[Exercise task]: Repeat every line of the entries below word for word, changing nothing.

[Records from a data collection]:

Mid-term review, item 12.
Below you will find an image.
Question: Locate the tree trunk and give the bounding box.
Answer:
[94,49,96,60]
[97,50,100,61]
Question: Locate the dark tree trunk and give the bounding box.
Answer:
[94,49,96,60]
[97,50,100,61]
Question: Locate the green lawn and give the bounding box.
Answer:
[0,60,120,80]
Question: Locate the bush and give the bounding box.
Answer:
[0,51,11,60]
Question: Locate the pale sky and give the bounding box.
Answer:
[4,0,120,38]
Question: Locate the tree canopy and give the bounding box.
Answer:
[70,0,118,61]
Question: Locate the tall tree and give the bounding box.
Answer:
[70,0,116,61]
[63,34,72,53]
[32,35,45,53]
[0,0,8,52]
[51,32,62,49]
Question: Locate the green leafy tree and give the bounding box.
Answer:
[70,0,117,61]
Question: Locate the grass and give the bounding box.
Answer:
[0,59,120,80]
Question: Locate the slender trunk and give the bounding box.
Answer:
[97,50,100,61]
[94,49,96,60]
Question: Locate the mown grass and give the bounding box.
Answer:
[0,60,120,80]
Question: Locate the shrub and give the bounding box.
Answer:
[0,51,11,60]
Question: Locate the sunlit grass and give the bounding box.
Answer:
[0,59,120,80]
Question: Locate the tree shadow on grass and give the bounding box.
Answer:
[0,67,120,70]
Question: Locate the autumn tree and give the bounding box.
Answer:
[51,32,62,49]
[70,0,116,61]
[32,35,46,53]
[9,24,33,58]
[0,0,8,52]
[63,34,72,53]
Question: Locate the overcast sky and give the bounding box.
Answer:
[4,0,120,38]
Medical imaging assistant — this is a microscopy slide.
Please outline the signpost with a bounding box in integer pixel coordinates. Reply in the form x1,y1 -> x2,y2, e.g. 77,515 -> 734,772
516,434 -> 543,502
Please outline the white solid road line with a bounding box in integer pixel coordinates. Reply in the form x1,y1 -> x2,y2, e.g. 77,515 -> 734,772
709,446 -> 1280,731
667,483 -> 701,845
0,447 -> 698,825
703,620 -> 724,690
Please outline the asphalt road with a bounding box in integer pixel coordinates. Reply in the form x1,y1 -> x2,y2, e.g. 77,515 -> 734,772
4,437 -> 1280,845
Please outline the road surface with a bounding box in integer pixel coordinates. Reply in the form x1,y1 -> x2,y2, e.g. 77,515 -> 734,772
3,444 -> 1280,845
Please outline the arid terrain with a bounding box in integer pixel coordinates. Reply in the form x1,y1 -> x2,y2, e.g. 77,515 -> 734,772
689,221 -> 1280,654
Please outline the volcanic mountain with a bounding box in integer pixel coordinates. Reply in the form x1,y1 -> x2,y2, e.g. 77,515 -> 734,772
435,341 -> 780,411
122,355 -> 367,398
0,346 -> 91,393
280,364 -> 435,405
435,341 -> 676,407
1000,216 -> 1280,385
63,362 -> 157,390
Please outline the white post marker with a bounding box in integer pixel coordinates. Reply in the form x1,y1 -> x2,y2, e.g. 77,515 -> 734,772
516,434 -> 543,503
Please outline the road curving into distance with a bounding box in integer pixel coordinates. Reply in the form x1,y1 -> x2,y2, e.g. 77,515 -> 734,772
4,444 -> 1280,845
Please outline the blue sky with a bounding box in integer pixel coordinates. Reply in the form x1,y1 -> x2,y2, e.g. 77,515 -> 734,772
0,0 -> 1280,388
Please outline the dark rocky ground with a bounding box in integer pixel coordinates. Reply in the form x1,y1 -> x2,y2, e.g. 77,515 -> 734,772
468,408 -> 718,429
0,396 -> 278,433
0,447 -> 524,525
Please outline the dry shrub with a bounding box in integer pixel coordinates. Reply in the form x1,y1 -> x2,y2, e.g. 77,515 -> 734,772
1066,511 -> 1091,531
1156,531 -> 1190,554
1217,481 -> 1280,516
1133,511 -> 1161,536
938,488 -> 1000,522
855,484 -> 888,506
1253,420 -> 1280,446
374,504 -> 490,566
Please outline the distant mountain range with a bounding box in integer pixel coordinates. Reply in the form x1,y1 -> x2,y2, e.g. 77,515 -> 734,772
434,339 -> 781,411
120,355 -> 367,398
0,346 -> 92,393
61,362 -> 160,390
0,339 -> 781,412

[Response to this task]:
Mid-term review, item 12.
Below you will find an image.
Question: Locate the tree trunk and give the bounding box.
Answer:
[94,49,96,60]
[97,50,100,61]
Question: Locate the dark tree trunk and give the bounding box.
Answer:
[94,49,96,60]
[97,50,100,61]
Question: Locate the green lawn and give the bounding box.
Answer:
[0,60,120,80]
Question: Locate the bush and give the bounding box.
Answer:
[0,51,11,60]
Question: Locate the pale sky and give the bounding box.
Answer:
[4,0,120,38]
Question: Locate the tree canopy and give the bounding box.
Answer:
[70,0,118,61]
Question: Locate the tall tree and give the bounding box.
Answer:
[70,0,116,61]
[63,34,72,53]
[32,35,45,53]
[0,0,8,52]
[51,32,62,49]
Question: Locate the green leafy tree and give the bounding box.
Answer:
[70,0,117,61]
Question: Locate the grass and give the bounding box.
Answer:
[0,59,120,80]
Question: Locate the slender trunk and give the bounding box.
Answer:
[97,50,100,61]
[94,49,96,60]
Question: Locate the mown grass and give the bounding box.
Answer:
[0,60,120,80]
Question: Locate the shrub and give the bounding box.
Answer:
[0,51,11,60]
Question: Locate the sunlit grass and give the bounding box.
Answer:
[0,59,120,80]
Question: Locate the tree shadow on grass and give the bounding box.
Answer:
[0,67,120,70]
Question: Locate the autumn tree and give the bounding box.
Answer:
[51,32,62,49]
[70,0,116,61]
[32,35,46,53]
[9,24,33,58]
[0,0,8,52]
[63,34,72,53]
Question: Locate the overcast sky and give the bounding box.
Answer:
[4,0,120,38]
Medical imaging assistant — this is a microscopy slide.
Please outline the signpost with a bounding box in integer pixel coordinates. Reply in the form x1,y1 -> x2,y2, e.g. 77,515 -> 734,772
516,434 -> 543,502
Please outline the white solid road line with a bounding box in integer pixel coordinates. Reply in the form x1,y1 -> x2,y2, e.g. 77,515 -> 734,772
709,446 -> 1280,731
667,483 -> 701,845
0,447 -> 698,825
703,620 -> 724,690
Please outline the asphalt road with a bounding box in integer pixel coordinates. Reply in the form x1,y1 -> x2,y2, e.g. 77,515 -> 734,772
4,437 -> 1280,845
Please outline the road surface with a bounding box in integer pixel coordinates. Reply in the form x1,y1 -> x2,y2, e.g. 77,515 -> 734,772
3,444 -> 1280,845
Please outline the arid terrain with a bounding box in integer pixel coordinates. Reply in the form x1,y1 -> x2,y2, e.g. 77,515 -> 734,772
689,221 -> 1280,654
Please outline the volcanic mountain with a bounding box in integer pixel coordinates. Reply in the form x1,y1 -> x2,y2, e.g. 77,515 -> 734,772
435,341 -> 780,411
122,355 -> 367,398
0,346 -> 91,393
280,364 -> 435,405
435,341 -> 676,407
1000,216 -> 1280,385
63,362 -> 157,390
Please outline the white post marker with a bounding box in integer pixel coordinates. Reply in the form x1,y1 -> x2,y2, e.g. 77,515 -> 734,772
516,434 -> 543,503
Please outline the road curving into distance with a bounding box in integer pixel coordinates. Reply in the form x1,y1 -> x2,y2, e.g. 77,515 -> 734,772
4,444 -> 1280,845
Please outline the blue sky with a bounding box in integer pixel coordinates. Reply in the form x1,y1 -> x2,y2, e.g. 77,515 -> 734,772
0,0 -> 1280,388
Please outline the dark rocky ground with a bounding box in integer pixel coordinates. Reply in the form x1,y1 -> x2,y2, e.g. 77,515 -> 734,772
468,408 -> 718,429
0,396 -> 278,433
0,447 -> 524,525
Please outline the dry shrub with a bounding box in integer pixel coordinates. Reply in the form x1,y1 -> x2,y2, e.g. 77,515 -> 734,772
1066,511 -> 1091,531
1156,531 -> 1190,554
1217,481 -> 1280,516
1133,511 -> 1161,536
938,488 -> 1000,522
855,484 -> 888,506
1253,420 -> 1280,446
374,504 -> 490,566
Please outline the distant mountain range with a bounding box in integer pixel coordinates. Reply in the form x1,y1 -> x2,y2, e.g. 77,515 -> 734,772
434,339 -> 781,411
120,355 -> 367,398
0,346 -> 92,393
61,362 -> 160,390
0,339 -> 781,412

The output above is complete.